## PAGE TEXT
____
As the Austin City Limits Music Festival raced back for its second day, festival-goers prepped for the musical circus by massaging their sore dancing feet and guzzling fizzy mimosas. Football games threatened to tackle their attention, but everyone knew where their real priorities belonged. By noon, droves of folk, rap, and indie rock fans poured through the gates. If yesterday’s crowd was overwhelming, Saturday’s felt downright claustrophobic.
Father John Misty lured the lyric-loving listeners to the Honda stage with his dark and twisty sense of humor. Gliding across the stage in his black suit jacket and artfully messy man bun, Misty (Joshua Tillman) yanked the mic from its stand and warmly wooed the ladies with “I love you Honeybear.” The lyrics preached that “everything is doomed and nothing will be spared,” but the shimmering sunshine seemed to disagree with that doctrine.
“When You’re Smiling and Astride Me,” was as gooey as the melting granola bars tucked away in fanny packs. The heat destroyed snacks, but it didn’t limit the crowd’s wardrobe choices. Even in the bullseye of the baking Texas sun, fans rocked the long sleeved lumberjack look. Sweat rained down on those bundled up revelers during Tillman’s surfy rendition of “I’m Writing a Novel.”
____
## DATA SECTION
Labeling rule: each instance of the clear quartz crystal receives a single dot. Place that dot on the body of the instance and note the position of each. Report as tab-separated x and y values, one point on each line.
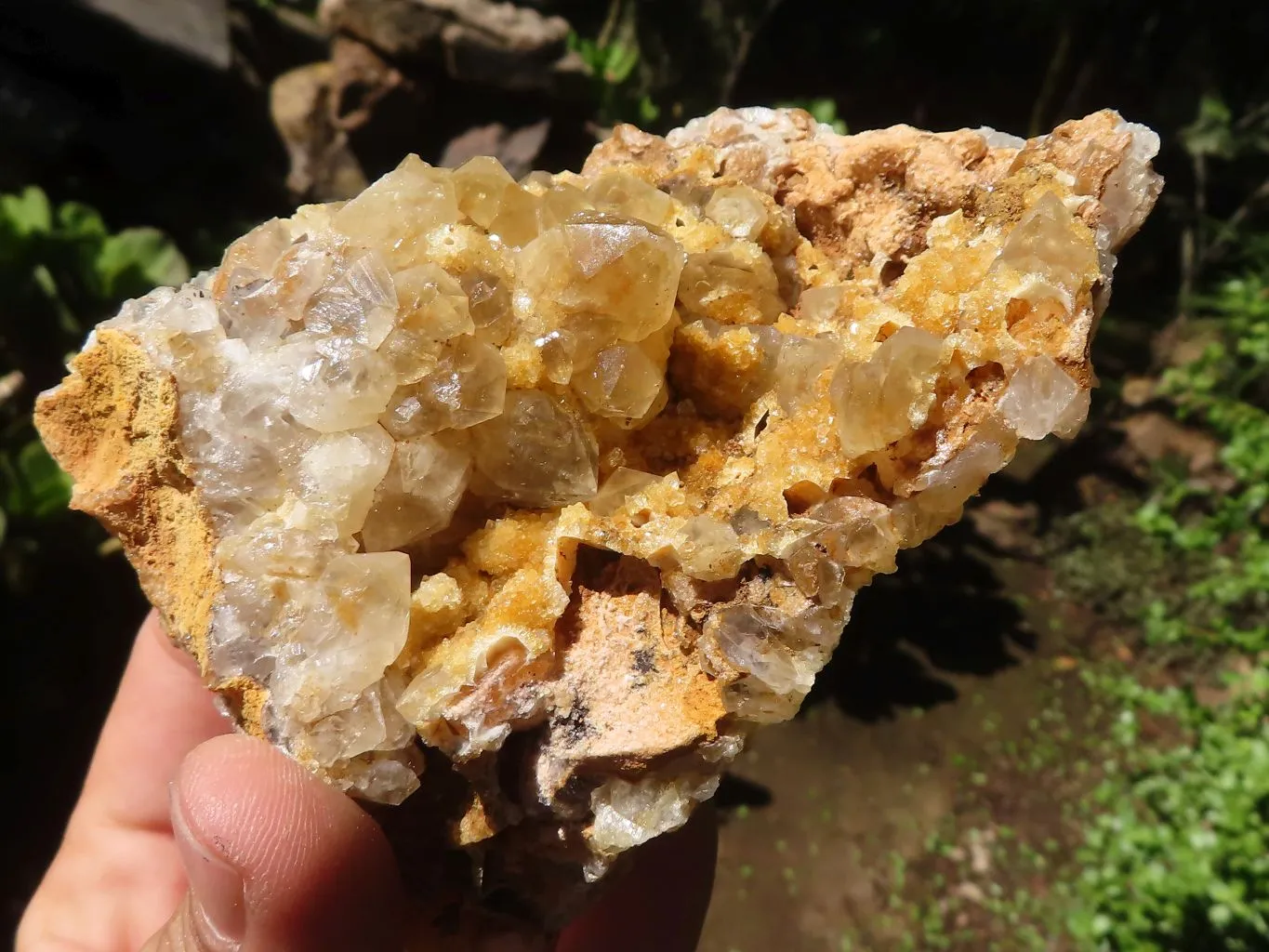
____
## TASK DIRECTIONS
Pick up the Austin City Limits festival review right after its last sentence and keep writing it in the same style.

## ANSWER SPACE
Father John Misty’s languishing, despairing ballad “Bored in the U.S.A” almost sent chests sinking toward the grass, but, in typical Tillman fashion, the singer/songwriter turned the performance into a satirical commentary laced with dark humor. His intention reached the listeners when he snatched a fan’s cellphone and took a selfie during the song’s chorus. When he bellowed the lyrics, “They gave me a useless education,” the fans on the grass actually cheered in self-deprecating recognition.
After some breezy indie Americana action from Indiana’s Houndmouth and Austin’s own Shakey Graves, 21 Pilots brought their kooky combination of genres to the Samsung stage. Looking like they popped straight out of a Hot Topic advertisement, Tyler Joseph and Josh Dun stormed the stage wearing fleece hoodies and ski masks. “Stressed Out”’s hip hop/pop hybridization immediately ignited the toe tappers and arm wavers.
Like a surreal Samuel Beckett play, the 21 Pilots set grew more and more trippy. At one moment Joseph craned his neck into a hanging microphone and in another he climbed to the top of the stage and loomed over the rafters.
Across the field, Walk the Moon dazzled an enormous and ever-growing mass of music fans. Nicholas Petricca’s pink hair blazed under the lights during the catchy (and vapidly fluffy) “Different Colors.” As the pop music magicians continued their fizzy performance at The Miller Lite Stage, Alabama Shakes fans headed to the Honda stage to secure a spot for Brittany Howard’s magnetic music. Voices hummed to Walk the Moon’s summertime anthem “Anna Sun” from across the park as the sound effortlessly wafted that direction.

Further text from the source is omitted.